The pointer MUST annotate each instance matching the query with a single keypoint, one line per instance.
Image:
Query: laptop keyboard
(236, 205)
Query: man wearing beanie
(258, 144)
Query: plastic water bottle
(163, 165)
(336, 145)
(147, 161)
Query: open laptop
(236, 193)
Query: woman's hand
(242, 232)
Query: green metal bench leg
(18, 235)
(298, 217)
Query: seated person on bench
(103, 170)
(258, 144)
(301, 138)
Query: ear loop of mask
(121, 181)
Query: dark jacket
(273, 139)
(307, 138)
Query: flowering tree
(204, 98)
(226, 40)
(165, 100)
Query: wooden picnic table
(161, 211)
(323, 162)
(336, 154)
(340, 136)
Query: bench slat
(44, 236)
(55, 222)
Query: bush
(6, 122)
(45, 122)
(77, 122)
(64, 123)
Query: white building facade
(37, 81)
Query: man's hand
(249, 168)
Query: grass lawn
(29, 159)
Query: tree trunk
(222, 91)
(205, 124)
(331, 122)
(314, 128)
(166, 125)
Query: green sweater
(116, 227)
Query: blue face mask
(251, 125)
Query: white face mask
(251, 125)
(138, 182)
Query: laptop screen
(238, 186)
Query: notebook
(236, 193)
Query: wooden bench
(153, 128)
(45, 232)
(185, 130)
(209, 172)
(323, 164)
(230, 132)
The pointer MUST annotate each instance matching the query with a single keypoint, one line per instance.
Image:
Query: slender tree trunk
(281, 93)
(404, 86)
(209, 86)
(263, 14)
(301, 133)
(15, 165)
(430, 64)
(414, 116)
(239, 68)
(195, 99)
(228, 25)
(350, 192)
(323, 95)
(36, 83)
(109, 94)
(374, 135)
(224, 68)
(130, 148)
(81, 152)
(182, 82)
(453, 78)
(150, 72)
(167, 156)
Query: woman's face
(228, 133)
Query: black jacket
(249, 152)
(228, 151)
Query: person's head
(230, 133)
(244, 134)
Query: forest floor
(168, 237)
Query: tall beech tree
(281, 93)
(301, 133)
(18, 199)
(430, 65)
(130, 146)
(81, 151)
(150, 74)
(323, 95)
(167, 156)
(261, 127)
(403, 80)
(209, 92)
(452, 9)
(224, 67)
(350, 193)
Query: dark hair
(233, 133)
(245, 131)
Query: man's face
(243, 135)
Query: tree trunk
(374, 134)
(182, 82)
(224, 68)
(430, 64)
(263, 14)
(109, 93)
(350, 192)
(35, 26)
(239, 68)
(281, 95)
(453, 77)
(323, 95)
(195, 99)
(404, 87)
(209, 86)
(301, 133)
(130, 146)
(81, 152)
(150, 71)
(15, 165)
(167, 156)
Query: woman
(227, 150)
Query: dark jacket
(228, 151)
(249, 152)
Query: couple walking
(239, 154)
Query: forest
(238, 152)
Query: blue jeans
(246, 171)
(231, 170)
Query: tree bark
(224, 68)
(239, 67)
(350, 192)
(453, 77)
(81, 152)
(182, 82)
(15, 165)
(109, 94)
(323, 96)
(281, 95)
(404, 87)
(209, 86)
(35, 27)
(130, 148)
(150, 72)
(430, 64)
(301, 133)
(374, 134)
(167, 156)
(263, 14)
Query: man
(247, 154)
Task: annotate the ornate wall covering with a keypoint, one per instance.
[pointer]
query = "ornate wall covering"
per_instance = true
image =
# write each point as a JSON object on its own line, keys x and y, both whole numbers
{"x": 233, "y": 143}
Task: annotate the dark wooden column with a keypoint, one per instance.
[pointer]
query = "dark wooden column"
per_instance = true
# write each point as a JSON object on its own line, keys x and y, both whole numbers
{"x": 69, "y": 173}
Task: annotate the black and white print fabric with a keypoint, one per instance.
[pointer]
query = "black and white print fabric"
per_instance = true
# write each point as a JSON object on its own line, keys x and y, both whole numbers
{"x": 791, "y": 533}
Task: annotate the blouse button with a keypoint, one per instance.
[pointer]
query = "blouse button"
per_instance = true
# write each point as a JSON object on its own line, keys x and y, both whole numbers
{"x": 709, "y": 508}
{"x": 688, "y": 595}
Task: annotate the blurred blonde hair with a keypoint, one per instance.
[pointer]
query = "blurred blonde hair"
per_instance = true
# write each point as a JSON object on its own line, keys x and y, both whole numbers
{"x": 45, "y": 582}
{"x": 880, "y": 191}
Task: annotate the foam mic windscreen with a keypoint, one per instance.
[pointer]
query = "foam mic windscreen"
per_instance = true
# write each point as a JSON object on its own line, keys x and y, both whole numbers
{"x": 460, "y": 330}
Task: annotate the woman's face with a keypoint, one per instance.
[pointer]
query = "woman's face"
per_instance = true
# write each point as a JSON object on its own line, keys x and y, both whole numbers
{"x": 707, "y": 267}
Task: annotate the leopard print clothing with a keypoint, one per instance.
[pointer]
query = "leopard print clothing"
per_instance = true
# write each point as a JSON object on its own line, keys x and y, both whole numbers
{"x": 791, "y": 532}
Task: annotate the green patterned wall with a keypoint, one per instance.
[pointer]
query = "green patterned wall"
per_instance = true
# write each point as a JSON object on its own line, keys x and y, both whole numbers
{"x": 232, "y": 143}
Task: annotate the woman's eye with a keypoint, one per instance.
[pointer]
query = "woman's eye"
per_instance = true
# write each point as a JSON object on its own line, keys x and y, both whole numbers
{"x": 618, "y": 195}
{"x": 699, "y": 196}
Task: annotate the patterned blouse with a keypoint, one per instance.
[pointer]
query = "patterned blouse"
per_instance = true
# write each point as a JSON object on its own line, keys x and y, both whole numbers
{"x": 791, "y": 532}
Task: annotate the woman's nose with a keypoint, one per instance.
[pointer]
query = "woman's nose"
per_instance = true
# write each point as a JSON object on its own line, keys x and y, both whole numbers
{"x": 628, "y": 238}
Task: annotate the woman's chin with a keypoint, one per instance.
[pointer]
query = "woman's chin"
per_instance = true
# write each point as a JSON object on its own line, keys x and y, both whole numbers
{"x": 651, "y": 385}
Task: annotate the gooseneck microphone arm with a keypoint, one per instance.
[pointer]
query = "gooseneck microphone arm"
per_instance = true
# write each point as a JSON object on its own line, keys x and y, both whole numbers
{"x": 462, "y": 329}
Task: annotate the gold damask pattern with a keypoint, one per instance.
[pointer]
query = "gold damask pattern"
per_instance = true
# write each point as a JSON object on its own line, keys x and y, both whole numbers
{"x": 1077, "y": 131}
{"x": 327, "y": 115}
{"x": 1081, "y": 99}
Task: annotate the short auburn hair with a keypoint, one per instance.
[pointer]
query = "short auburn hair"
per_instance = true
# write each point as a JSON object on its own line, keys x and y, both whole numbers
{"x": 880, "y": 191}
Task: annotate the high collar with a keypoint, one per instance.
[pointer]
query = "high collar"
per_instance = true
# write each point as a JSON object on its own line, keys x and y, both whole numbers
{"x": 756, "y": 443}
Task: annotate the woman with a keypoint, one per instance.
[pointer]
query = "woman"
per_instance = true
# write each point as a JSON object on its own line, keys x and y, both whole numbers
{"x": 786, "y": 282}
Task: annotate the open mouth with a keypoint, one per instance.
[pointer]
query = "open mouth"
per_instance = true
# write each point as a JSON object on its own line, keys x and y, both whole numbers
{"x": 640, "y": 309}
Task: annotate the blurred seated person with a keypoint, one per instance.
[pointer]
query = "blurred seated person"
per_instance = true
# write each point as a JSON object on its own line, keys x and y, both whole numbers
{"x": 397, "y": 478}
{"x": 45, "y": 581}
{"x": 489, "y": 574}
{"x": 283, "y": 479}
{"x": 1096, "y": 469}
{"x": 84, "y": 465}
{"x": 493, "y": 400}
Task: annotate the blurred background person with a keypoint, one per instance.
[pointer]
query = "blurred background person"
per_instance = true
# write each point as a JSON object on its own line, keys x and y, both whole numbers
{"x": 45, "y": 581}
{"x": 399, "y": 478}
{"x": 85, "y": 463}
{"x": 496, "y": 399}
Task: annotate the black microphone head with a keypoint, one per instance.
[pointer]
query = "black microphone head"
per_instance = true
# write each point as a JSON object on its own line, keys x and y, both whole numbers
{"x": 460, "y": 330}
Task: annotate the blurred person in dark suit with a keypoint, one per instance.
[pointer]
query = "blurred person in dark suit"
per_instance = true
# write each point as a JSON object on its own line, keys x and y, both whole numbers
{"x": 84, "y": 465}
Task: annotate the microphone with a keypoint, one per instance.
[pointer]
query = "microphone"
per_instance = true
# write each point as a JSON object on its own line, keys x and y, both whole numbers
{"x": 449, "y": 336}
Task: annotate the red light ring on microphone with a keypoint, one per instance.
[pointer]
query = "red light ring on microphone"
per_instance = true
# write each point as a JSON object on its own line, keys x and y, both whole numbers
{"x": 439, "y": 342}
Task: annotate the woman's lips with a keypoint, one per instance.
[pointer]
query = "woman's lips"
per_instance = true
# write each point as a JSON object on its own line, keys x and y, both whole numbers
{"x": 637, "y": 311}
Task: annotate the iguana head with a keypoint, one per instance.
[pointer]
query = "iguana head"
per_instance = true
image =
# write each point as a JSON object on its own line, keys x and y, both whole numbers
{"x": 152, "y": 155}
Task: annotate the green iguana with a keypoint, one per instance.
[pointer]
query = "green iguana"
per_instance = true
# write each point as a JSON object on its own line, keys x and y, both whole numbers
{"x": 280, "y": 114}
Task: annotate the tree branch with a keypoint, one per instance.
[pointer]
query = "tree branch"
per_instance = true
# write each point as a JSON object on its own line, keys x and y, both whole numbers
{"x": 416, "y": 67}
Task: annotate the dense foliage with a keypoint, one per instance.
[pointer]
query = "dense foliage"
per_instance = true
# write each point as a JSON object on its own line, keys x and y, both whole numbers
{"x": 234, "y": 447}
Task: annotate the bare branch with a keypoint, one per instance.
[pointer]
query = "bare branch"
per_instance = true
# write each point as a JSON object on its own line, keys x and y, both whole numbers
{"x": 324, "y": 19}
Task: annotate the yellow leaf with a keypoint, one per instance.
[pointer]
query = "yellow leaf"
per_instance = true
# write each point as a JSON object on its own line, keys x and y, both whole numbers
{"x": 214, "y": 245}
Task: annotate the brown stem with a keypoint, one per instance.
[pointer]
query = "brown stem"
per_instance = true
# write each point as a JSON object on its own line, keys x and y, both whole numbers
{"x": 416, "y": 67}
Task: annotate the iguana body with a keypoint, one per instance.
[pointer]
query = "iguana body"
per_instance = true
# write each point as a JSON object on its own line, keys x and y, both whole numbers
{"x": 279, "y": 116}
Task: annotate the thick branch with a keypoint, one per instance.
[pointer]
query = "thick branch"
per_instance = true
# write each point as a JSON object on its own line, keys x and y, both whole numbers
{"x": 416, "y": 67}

Task to complete: Wherever the string "bare" occurs in the records above, copy that line.

Result of this task:
Task: annotate the bare branch with a keypoint, one per instance.
query = "bare branch"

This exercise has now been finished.